= What to work on =
Find the line containing "Target: church tower" in the records below. Copy exactly that line and each one after it, ending at the line containing "If you could drop a marker on the shrub, one", and nothing more.

Records from a dataset:
※ ※ ※

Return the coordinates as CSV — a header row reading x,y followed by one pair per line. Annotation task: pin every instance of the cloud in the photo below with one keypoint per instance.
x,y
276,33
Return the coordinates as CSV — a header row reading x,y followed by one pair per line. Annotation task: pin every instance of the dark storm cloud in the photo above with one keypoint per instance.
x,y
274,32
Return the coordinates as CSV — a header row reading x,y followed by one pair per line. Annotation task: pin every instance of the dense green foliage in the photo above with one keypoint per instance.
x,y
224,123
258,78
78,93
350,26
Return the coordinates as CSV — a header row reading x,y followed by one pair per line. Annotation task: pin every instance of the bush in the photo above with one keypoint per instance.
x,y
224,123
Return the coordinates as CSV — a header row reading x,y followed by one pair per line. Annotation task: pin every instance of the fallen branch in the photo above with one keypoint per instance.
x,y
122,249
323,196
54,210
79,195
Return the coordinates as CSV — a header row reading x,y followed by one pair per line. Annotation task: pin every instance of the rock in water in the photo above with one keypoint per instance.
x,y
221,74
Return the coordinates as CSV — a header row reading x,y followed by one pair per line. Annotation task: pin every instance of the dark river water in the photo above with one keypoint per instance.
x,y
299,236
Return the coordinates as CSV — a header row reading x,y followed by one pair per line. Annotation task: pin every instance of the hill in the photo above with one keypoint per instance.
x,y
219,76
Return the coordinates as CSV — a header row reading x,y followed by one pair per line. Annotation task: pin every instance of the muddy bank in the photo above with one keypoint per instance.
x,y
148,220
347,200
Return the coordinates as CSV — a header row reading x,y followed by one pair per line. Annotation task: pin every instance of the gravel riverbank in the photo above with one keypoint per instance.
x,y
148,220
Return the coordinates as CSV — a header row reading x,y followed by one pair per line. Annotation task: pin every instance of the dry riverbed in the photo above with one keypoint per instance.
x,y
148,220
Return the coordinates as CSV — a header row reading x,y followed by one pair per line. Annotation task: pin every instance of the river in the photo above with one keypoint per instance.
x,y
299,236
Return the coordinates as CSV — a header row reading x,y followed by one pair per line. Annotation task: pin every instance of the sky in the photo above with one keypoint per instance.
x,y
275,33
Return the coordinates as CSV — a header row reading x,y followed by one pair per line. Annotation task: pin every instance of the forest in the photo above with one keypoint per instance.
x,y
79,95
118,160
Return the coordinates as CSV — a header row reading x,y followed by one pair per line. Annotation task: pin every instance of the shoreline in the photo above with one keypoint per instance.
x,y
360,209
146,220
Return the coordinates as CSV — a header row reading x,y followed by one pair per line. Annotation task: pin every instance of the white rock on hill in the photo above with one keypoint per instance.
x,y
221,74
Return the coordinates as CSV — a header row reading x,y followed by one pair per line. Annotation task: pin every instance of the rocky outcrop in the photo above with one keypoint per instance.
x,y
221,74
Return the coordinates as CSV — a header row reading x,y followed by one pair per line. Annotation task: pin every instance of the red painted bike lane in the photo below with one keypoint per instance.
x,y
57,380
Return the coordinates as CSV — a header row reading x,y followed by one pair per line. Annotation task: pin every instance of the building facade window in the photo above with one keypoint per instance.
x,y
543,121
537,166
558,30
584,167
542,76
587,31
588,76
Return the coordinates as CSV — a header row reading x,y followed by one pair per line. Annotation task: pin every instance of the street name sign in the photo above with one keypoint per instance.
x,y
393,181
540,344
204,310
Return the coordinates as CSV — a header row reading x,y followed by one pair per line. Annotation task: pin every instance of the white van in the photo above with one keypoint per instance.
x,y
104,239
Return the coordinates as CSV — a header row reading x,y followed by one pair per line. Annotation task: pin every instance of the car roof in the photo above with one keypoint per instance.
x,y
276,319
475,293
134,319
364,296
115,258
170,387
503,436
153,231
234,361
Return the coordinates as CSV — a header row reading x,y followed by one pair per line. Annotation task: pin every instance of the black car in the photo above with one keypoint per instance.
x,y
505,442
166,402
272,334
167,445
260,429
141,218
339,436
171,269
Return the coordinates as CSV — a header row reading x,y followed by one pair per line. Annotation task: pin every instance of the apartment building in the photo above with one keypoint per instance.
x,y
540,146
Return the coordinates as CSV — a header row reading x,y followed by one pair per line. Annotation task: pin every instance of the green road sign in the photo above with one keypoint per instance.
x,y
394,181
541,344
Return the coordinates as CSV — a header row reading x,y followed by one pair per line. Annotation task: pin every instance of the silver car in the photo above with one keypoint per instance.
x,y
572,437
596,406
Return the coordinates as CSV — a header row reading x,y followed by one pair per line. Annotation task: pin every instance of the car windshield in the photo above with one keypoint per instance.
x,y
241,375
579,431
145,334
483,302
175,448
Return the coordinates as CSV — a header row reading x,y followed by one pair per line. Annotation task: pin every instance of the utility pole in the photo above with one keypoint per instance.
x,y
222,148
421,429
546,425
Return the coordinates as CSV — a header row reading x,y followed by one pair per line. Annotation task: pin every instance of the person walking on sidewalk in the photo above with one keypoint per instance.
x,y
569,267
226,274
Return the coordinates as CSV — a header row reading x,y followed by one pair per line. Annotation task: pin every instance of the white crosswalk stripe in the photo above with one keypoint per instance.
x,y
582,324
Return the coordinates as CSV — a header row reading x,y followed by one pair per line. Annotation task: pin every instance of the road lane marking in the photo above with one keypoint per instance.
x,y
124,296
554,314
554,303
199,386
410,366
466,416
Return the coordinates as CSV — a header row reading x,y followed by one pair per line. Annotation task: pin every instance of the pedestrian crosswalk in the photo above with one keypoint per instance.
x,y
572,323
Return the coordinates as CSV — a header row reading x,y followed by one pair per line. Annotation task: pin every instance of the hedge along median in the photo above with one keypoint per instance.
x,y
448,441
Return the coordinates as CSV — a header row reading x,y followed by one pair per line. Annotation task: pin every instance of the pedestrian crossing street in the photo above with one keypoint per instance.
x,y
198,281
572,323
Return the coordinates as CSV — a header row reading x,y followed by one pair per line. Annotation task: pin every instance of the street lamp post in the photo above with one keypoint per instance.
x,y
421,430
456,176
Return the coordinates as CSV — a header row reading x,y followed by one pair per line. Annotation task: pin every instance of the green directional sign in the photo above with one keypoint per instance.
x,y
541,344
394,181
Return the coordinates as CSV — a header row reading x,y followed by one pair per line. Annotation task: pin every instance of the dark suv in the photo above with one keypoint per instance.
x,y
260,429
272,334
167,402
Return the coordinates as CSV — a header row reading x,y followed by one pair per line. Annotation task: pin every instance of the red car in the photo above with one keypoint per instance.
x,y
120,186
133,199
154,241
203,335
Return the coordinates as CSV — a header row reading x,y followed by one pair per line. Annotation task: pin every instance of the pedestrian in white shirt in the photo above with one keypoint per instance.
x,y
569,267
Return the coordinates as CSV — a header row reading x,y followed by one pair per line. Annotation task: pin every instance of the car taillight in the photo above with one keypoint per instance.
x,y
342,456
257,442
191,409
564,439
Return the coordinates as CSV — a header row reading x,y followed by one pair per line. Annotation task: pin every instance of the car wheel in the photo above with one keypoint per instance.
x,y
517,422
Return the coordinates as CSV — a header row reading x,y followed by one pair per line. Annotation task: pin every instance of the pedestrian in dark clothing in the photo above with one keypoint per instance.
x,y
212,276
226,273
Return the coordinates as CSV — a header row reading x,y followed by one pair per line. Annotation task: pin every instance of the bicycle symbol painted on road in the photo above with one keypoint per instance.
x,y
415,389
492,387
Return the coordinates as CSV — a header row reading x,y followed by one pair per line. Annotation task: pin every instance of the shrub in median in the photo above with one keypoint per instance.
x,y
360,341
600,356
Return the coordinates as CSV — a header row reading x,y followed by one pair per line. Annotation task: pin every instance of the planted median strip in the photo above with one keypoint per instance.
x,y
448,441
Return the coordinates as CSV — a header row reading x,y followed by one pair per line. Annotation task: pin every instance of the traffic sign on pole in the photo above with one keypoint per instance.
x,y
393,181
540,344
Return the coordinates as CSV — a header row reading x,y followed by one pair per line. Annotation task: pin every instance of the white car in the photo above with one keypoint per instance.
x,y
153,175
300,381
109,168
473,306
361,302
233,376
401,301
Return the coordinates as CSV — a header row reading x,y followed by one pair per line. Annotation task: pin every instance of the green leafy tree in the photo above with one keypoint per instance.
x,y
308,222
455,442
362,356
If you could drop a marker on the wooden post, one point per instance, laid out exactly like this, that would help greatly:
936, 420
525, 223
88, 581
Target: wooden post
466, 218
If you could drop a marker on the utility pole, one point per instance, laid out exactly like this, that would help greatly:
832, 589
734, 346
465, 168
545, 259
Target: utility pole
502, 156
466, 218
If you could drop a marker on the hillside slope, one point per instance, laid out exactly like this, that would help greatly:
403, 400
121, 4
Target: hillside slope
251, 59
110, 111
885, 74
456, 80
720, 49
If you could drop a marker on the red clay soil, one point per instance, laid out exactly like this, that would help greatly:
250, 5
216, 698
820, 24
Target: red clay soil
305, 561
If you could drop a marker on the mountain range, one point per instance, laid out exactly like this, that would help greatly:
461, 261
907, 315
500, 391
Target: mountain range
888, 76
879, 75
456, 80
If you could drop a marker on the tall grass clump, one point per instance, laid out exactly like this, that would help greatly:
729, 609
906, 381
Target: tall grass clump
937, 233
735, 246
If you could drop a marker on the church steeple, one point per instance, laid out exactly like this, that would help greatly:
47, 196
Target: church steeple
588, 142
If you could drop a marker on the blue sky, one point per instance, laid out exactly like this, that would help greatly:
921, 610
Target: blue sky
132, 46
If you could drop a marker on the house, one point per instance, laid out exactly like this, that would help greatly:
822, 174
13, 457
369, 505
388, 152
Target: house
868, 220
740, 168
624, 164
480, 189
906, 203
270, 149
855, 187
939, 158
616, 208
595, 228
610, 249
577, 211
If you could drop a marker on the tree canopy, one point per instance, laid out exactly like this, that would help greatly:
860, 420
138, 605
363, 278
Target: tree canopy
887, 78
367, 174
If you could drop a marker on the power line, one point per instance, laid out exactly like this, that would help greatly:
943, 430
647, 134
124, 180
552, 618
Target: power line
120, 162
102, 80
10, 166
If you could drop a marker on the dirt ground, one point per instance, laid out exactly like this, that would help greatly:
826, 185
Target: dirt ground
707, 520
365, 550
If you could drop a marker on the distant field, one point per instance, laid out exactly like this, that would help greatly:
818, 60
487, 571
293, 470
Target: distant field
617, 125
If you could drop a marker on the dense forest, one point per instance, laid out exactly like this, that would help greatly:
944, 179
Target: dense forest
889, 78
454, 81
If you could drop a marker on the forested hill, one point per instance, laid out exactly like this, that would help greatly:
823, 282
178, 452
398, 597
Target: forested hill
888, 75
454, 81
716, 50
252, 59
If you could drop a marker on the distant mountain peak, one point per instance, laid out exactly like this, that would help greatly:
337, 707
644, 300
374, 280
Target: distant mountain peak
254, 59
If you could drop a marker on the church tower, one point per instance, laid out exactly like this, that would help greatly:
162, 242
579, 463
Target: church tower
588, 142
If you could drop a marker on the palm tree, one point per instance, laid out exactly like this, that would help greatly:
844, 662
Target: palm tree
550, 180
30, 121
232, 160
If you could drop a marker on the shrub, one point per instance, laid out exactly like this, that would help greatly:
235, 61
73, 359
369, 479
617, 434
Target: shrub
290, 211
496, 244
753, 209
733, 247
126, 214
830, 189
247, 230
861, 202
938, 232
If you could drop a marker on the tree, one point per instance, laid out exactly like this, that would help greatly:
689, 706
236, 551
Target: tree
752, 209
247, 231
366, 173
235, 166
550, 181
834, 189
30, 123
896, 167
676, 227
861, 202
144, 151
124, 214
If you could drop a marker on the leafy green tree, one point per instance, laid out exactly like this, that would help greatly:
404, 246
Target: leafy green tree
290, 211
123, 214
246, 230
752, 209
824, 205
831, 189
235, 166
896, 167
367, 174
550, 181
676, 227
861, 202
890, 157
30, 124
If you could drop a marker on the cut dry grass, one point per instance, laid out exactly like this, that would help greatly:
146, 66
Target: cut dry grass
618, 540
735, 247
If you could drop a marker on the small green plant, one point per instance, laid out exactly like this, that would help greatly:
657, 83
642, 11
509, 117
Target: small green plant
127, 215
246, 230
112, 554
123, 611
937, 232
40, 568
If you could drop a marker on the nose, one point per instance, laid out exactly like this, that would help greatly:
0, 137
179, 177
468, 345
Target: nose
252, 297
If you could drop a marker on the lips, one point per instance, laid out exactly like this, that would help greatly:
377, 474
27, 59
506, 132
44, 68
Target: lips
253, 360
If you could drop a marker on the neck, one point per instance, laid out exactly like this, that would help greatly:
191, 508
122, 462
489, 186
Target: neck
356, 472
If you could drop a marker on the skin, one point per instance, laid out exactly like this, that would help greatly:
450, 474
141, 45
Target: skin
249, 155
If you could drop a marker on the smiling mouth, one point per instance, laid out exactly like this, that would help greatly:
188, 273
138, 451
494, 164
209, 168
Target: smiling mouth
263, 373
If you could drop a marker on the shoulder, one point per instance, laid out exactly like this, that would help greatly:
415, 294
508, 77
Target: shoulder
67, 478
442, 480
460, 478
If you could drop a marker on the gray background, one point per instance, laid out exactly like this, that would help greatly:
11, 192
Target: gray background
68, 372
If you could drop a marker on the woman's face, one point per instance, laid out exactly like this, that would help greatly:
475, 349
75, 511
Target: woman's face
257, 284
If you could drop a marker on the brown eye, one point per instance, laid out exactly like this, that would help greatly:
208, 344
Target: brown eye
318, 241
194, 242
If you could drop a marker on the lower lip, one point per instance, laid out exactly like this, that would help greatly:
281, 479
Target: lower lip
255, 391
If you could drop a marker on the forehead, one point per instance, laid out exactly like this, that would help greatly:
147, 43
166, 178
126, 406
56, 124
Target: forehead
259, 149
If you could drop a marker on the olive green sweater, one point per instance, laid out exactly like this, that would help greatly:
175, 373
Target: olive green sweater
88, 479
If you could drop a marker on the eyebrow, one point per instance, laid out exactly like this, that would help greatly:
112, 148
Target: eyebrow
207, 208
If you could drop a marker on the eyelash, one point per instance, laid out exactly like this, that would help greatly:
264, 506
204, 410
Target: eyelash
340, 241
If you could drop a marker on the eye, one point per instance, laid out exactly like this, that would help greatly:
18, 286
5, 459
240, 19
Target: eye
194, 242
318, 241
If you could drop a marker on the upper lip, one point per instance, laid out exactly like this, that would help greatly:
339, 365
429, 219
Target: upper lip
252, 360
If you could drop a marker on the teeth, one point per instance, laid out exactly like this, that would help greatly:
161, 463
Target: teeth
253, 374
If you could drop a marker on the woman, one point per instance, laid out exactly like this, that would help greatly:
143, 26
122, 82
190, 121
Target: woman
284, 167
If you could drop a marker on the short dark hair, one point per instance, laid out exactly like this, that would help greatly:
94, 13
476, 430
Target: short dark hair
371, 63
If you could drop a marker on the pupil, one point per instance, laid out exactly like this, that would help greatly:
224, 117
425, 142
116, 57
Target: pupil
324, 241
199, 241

※ ※ ※

= Exercise response =
Target: church tower
588, 142
If you could drop a marker on the palm tree, one point per instance, laid out exactly like this, that would help greatly:
844, 662
Target: palm tree
550, 180
30, 121
232, 160
If you could drop a marker on the shrub, one point per instance, laid out exactly like this, that would help greatly:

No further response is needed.